Wenn Künstler musikalisch eine andere, neue Richtung einschlagen möchten, nutzen sie nicht zuletzt die Mode als entscheidendes Element, um diese Entwicklung zu unterstreichen. David Bowie war der erste Künstler, der zu neuen Alben regelmäßig eine neue Kunstfigur entwickelte, Madonna wandelte sich über die Jahre unter anderem vom Eighties-Pop-Girl zur Geisha bis hin zur Discoqueen in Body und Netzstrümpfen und Lady Gaga trennte sich für ihr aktuelles Album "Joanne" von ihren exzentrischen Kostümen und promotete ihre neue Musik in simpler Jeans-Hotpants und weißem Crop-Top. Die modische Entwicklung von Harry Styles mag auf den ersten Blick weniger drastisch ausfallen als die der drei genannten Künstler, doch unterstreicht auch er den Schritt vom Mitglied der erfolgreichsten Boyband der Welt zum Solokünstler durch eine neue modische Richtung. Eingeläutet wurde diese mit einem roten Gucci-Anzug.

Harry Styles wurde 2010 in der britischen Ausgabe der Casting Show X-Factor als eines von fünf Mitgliedern der Band One Direction gecastet. In den folgenden fünf Jahren entwickelte sich One Direction zur erfolgreichsten Boyband der Welt, ihre Alben brachen Chartrekorde und gehörten regelmäßig zu den meistverkauften Tonträgern des Jahres. One Direction war für die 2010er-Jahre das, was NSYNC und die Backstreet Boys in den 1990er-Jahren waren - Superstars, deren Musik vor allem Teenagerinnen begeisterte. Anders als die Boybands von damals trugen One Direction keine einheitlichen Outfits und führten keine einstudierten Choreografien auf. 2015 verkündete One Direction, dass sie eine Pause auf unbestimmte Zeit einlegen werden. Den letzten gemeinsamen Auftritt hatten sie im selben Jahr während des damaligen Finales ihrer Entdeckershow X-Factor. Zu diesem Auftritt trug Harry Styles den besagten roten Anzug von Gucci mit floralem Print, wodurch er sich so von seinen anderen Bandmitgliedern mit ihren klassischen, schwarzen Anzügen oder schlichten Blazer-Jeans-Kombinationen unterschied.
◇ ◇ ◇ ◇ ◇ ◇ ◇
▸ **Aufgabenstellung 1**
Gib die Einträge vom Anfang bis einschließlich der Zeile mit "x=807, y=167" unverändert wieder und lass dabei die Bilder weg.
Der Quellenauszug und die Einträge sind voneinander unabhängiges Material.
◇ ◇ ◇ ◇ ◇ ◇ ◇
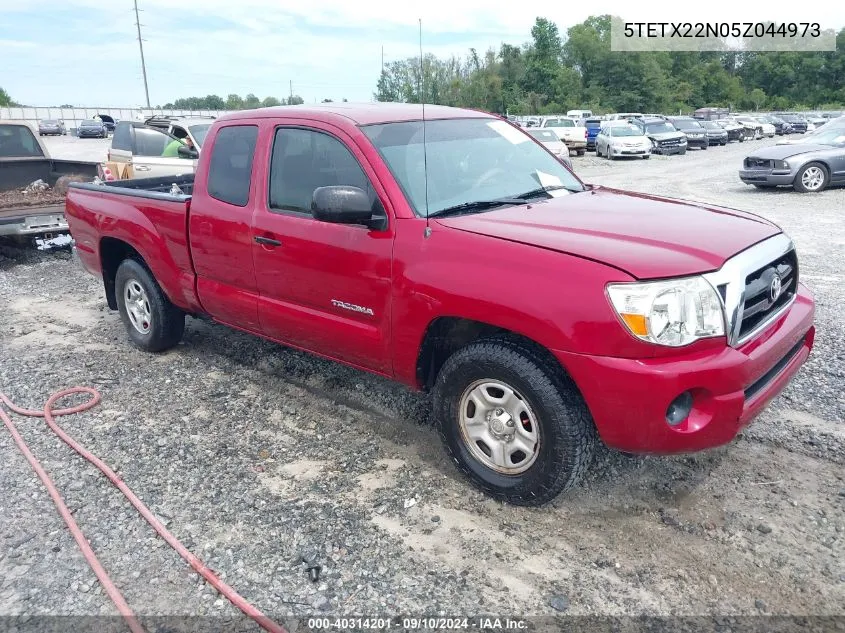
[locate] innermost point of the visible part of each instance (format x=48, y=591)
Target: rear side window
x=18, y=140
x=230, y=168
x=304, y=160
x=150, y=142
x=122, y=138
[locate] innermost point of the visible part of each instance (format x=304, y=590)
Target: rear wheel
x=153, y=323
x=512, y=422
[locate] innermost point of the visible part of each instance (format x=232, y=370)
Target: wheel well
x=112, y=253
x=446, y=335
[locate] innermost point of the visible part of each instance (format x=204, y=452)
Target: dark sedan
x=797, y=123
x=808, y=167
x=92, y=129
x=696, y=134
x=716, y=134
x=50, y=127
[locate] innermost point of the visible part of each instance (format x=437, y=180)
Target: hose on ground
x=49, y=414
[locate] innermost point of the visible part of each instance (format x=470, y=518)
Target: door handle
x=268, y=241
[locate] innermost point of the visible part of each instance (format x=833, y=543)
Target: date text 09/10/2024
x=417, y=624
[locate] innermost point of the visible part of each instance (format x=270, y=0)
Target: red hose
x=110, y=588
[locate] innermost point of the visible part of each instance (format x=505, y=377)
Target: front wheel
x=811, y=178
x=153, y=323
x=512, y=422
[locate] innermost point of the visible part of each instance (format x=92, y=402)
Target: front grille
x=758, y=163
x=758, y=303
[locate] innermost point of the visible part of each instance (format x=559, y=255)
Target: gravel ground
x=254, y=454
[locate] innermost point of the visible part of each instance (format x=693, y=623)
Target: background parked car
x=796, y=122
x=665, y=139
x=736, y=131
x=696, y=134
x=51, y=127
x=91, y=128
x=141, y=146
x=715, y=134
x=593, y=126
x=551, y=141
x=618, y=139
x=807, y=167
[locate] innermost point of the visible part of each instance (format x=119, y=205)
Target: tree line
x=552, y=73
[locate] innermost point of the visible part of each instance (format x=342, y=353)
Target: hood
x=782, y=152
x=645, y=236
x=660, y=136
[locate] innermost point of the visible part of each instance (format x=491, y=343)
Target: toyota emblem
x=775, y=288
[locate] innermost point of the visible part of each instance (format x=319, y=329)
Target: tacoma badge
x=352, y=306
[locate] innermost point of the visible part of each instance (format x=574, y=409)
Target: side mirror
x=342, y=204
x=187, y=152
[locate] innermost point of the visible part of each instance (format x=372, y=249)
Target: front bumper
x=630, y=151
x=766, y=176
x=39, y=224
x=628, y=398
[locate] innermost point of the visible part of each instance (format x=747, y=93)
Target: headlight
x=674, y=312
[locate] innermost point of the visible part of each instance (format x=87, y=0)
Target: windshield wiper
x=541, y=190
x=477, y=205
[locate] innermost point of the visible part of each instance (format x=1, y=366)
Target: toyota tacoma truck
x=454, y=253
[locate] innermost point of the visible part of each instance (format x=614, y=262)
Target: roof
x=359, y=113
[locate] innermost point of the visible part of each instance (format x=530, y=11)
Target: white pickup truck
x=141, y=145
x=568, y=131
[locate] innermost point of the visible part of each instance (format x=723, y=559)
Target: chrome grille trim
x=729, y=282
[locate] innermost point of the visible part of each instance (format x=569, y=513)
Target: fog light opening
x=679, y=409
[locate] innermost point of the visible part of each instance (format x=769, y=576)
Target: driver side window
x=304, y=160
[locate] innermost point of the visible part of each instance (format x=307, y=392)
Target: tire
x=155, y=325
x=550, y=403
x=811, y=178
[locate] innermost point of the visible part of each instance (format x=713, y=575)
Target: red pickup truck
x=456, y=254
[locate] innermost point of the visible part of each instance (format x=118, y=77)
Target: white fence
x=73, y=116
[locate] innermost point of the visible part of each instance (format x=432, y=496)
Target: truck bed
x=156, y=188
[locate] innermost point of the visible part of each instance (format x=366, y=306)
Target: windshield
x=466, y=160
x=545, y=135
x=199, y=132
x=624, y=130
x=659, y=128
x=559, y=123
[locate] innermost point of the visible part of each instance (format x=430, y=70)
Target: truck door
x=219, y=228
x=323, y=287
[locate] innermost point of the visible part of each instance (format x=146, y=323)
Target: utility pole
x=141, y=47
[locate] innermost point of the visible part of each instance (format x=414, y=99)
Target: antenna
x=427, y=232
x=141, y=47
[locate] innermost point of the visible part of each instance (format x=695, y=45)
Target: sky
x=85, y=52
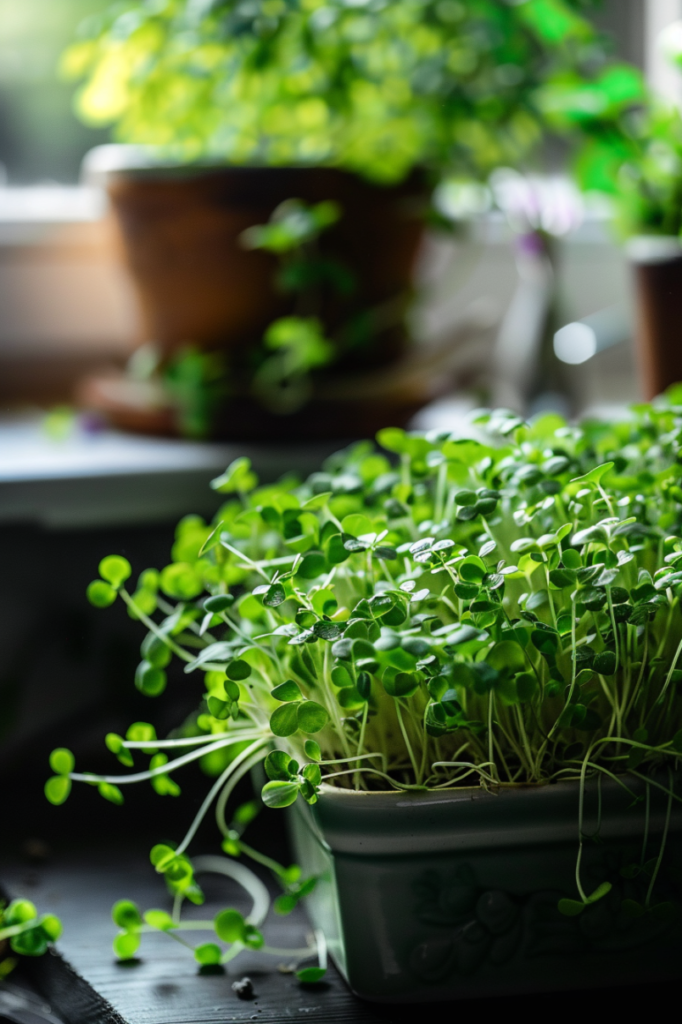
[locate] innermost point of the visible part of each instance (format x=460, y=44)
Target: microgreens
x=440, y=611
x=375, y=87
x=26, y=933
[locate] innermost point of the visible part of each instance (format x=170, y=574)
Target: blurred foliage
x=369, y=85
x=39, y=137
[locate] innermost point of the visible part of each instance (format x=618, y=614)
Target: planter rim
x=653, y=248
x=359, y=823
x=103, y=162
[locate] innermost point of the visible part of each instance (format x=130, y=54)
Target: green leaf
x=311, y=716
x=100, y=594
x=325, y=602
x=253, y=938
x=218, y=603
x=604, y=663
x=311, y=565
x=126, y=945
x=150, y=681
x=274, y=596
x=562, y=578
x=341, y=676
x=238, y=670
x=181, y=581
x=111, y=793
x=19, y=911
x=393, y=439
x=126, y=914
x=280, y=767
x=327, y=631
x=208, y=952
x=288, y=690
x=312, y=750
x=594, y=475
x=280, y=794
x=115, y=569
x=51, y=925
x=472, y=569
x=57, y=788
x=218, y=709
x=61, y=761
x=284, y=722
x=400, y=685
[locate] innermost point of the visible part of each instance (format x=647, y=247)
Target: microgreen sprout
x=25, y=932
x=501, y=609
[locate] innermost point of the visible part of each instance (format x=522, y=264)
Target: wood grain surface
x=84, y=983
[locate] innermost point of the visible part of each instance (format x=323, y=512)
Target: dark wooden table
x=84, y=984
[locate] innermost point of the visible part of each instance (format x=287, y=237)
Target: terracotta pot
x=657, y=269
x=196, y=284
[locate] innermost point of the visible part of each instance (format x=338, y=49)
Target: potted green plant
x=458, y=660
x=366, y=105
x=649, y=208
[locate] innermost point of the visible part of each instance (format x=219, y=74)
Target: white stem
x=246, y=878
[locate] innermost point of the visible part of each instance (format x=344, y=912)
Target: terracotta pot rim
x=648, y=249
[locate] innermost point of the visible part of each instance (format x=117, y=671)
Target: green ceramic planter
x=452, y=895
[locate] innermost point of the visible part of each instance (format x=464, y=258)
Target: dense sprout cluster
x=376, y=87
x=506, y=603
x=500, y=608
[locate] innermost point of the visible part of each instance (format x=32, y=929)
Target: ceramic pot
x=452, y=895
x=656, y=263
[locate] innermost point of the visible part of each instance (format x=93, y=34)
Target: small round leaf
x=126, y=914
x=61, y=761
x=311, y=716
x=280, y=794
x=126, y=945
x=100, y=594
x=208, y=953
x=115, y=569
x=57, y=788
◇ ◇ ◇ ◇ ◇ ◇ ◇
▸ **Aufgabenstellung 2**
Übersetze den Satz "2015 verkündete One Direction, dass sie eine Pause auf unbestimmte Zeit einlegen werden." aus dem Quellenauszug ins Englische.

▸ **Lösung 1**
[locate] innermost point of the visible part of each instance (format x=48, y=591)
Target: rear side window
x=18, y=140
x=230, y=168
x=304, y=160
x=150, y=142
x=122, y=138
[locate] innermost point of the visible part of each instance (format x=304, y=590)
Target: rear wheel
x=153, y=323
x=512, y=422
[locate] innermost point of the visible part of each instance (format x=232, y=370)
Target: wheel well
x=112, y=253
x=446, y=335
[locate] innermost point of the visible part of each instance (format x=204, y=452)
Target: dark sedan
x=797, y=123
x=808, y=167
x=92, y=129
x=696, y=134
x=716, y=134
x=50, y=127
[locate] innermost point of the visible part of each instance (format x=437, y=180)
Target: hose on ground
x=49, y=414
[locate] innermost point of the visible part of each instance (format x=470, y=518)
Target: door handle
x=268, y=241
[locate] innermost point of the visible part of each instance (format x=833, y=543)
Target: date text 09/10/2024
x=417, y=624
[locate] innermost point of the visible part of each instance (format x=270, y=0)
Target: red hose
x=110, y=588
[locate] innermost point of the visible part of each instance (format x=505, y=377)
Target: front wheel
x=811, y=178
x=153, y=323
x=512, y=422
[locate] innermost point of the visible part of each instance (format x=92, y=402)
Target: front grille
x=758, y=163
x=758, y=303
[locate] innermost point of the visible part of each instance (format x=559, y=255)
Target: gravel ground
x=254, y=454
[locate] innermost point of the visible part of each instance (format x=693, y=623)
Target: background parked car
x=796, y=122
x=665, y=139
x=736, y=131
x=696, y=134
x=51, y=127
x=91, y=128
x=141, y=146
x=715, y=134
x=593, y=126
x=551, y=141
x=618, y=139
x=807, y=167

▸ **Lösung 2**
In 2015, One Direction announced that they would take an indefinite break.